■ Activities ■
**a.** From the post about CF and organ transplants, extract the stretch from "There were less" through "transplant waiting list.".
**b.** Translate this sentence from the post about CF and organ transplants into Spanish: "It's going to save thousands of lives."
**c.** According to the post about CF and organ transplants, how many people are on the transplant list in the US?

(Selected text)

My husband and I have our couples counseling this next week and we're going to be making a plan to talk about Conners poor health and dyeing to the kids. We simply don't know where to start. Probably can't even choke the words out. But our kids are scared. They know whats going on, but don't understand it. It gets me. Big time. I can't go thru one day, hell one hour without thinking about something related to Conner dyeing. ONE HOUR! I tell you people this disease ENRAGES ME! It fuels me to fight harder. It's what gets me out of bed in the am and line up all the meds and start preparing them, administering them then cleaning it up..it fuels me to raise even more money this year then I have ever for CF...because my life will be dedicated to killing this disease! Whether or not my Conner will be alive to get to that miracle cure I don't know. But I know I will be. It's gonna happen in our lifetime. It's going to save thousands of lives. I will simply not rest until all the CF docs are out of jobs....
because we no longer need them...

Did You Know....

There are over 100,000 people, the size of a small city, on the transplant list in the US.

There were less than 10,000 deceased organ donors in the US last year. (that's a ratio of 1 organ donor to every 10 transplant patients).

In the time it takes you to shower today, 1 new name is added to the US transplant waiting list.

From the time you woke up this morning to the time you wake up tomorrow morning, 18 people will die waiting for their transplant in the US.

(End Selected text)
(Entries provided)

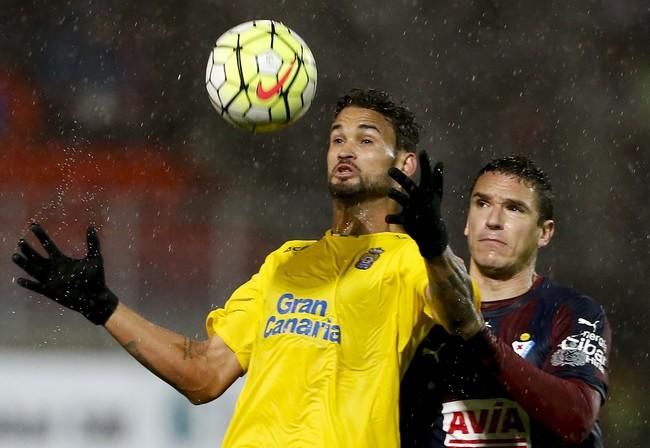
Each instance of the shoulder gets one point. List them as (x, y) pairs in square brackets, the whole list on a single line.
[(576, 302), (291, 248)]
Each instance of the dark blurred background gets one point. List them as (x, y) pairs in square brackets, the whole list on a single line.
[(104, 119)]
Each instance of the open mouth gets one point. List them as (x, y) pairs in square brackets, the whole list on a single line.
[(344, 170)]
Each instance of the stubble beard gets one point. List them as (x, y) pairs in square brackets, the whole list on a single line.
[(360, 191)]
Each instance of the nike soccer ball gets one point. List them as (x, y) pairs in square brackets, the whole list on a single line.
[(261, 76)]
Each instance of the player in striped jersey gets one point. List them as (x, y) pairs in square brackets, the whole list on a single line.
[(536, 376)]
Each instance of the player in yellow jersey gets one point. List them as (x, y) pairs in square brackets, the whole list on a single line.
[(325, 329)]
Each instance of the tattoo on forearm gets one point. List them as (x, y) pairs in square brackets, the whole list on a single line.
[(188, 345), (132, 348)]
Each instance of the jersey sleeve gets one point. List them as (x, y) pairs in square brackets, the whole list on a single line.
[(580, 343), (238, 322), (416, 315)]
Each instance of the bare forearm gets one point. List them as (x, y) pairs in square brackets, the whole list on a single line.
[(453, 297), (176, 359)]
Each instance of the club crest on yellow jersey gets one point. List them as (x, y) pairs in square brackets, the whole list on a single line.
[(367, 259)]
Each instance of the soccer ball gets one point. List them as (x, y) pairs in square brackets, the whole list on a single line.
[(261, 76)]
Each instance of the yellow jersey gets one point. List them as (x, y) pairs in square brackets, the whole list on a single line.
[(325, 331)]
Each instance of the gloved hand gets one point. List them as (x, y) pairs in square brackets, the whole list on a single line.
[(420, 215), (78, 284)]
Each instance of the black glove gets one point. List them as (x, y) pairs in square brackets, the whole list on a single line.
[(420, 215), (77, 284)]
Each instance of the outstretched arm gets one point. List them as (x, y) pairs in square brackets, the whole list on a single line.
[(449, 284), (200, 370)]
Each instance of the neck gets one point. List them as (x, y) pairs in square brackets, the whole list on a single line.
[(494, 287), (362, 217)]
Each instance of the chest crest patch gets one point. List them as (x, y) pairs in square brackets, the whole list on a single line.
[(523, 345), (369, 258)]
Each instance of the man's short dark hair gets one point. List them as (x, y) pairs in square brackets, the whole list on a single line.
[(407, 131), (529, 173)]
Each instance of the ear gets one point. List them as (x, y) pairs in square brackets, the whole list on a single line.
[(547, 230), (407, 162)]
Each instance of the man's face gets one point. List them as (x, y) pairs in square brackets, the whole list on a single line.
[(503, 229), (361, 150)]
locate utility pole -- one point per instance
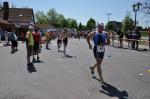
(136, 8)
(108, 14)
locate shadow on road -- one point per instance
(68, 56)
(113, 91)
(37, 61)
(31, 68)
(94, 77)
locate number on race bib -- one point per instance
(100, 49)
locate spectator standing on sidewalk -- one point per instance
(37, 44)
(149, 37)
(135, 36)
(120, 34)
(100, 39)
(14, 42)
(47, 36)
(29, 45)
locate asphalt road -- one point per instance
(68, 77)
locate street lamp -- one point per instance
(18, 25)
(136, 8)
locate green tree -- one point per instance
(91, 24)
(128, 23)
(52, 16)
(72, 23)
(80, 27)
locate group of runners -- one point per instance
(34, 44)
(100, 39)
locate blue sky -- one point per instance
(82, 10)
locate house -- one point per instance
(20, 17)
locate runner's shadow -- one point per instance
(113, 91)
(38, 61)
(31, 68)
(94, 77)
(68, 56)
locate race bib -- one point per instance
(100, 49)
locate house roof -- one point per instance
(44, 26)
(19, 14)
(4, 23)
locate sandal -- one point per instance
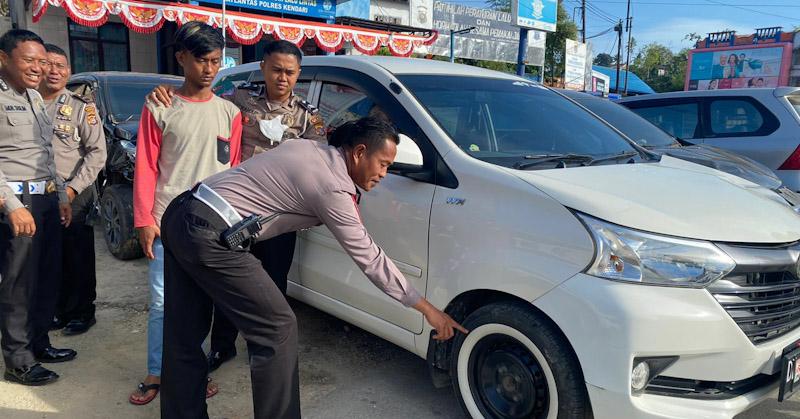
(142, 389)
(211, 389)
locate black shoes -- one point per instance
(35, 375)
(58, 323)
(217, 358)
(76, 327)
(53, 355)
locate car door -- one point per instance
(396, 213)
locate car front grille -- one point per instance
(762, 294)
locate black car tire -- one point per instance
(515, 364)
(116, 210)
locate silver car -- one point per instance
(763, 124)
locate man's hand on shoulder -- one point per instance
(162, 95)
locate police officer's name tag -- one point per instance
(15, 108)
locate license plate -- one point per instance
(790, 374)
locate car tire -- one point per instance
(116, 210)
(515, 364)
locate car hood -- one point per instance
(725, 161)
(672, 197)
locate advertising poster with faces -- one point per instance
(735, 69)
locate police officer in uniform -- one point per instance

(End Entries provided)

■ Results ■
**a.**
There were less than 10,000 deceased organ donors in the US last year. (that's a ratio of 1 organ donor to every 10 transplant patients).

In the time it takes you to shower today, 1 new name is added to the US transplant waiting list.

**b.** Va a salvar miles de vidas.

**c.** Over 100,000 people.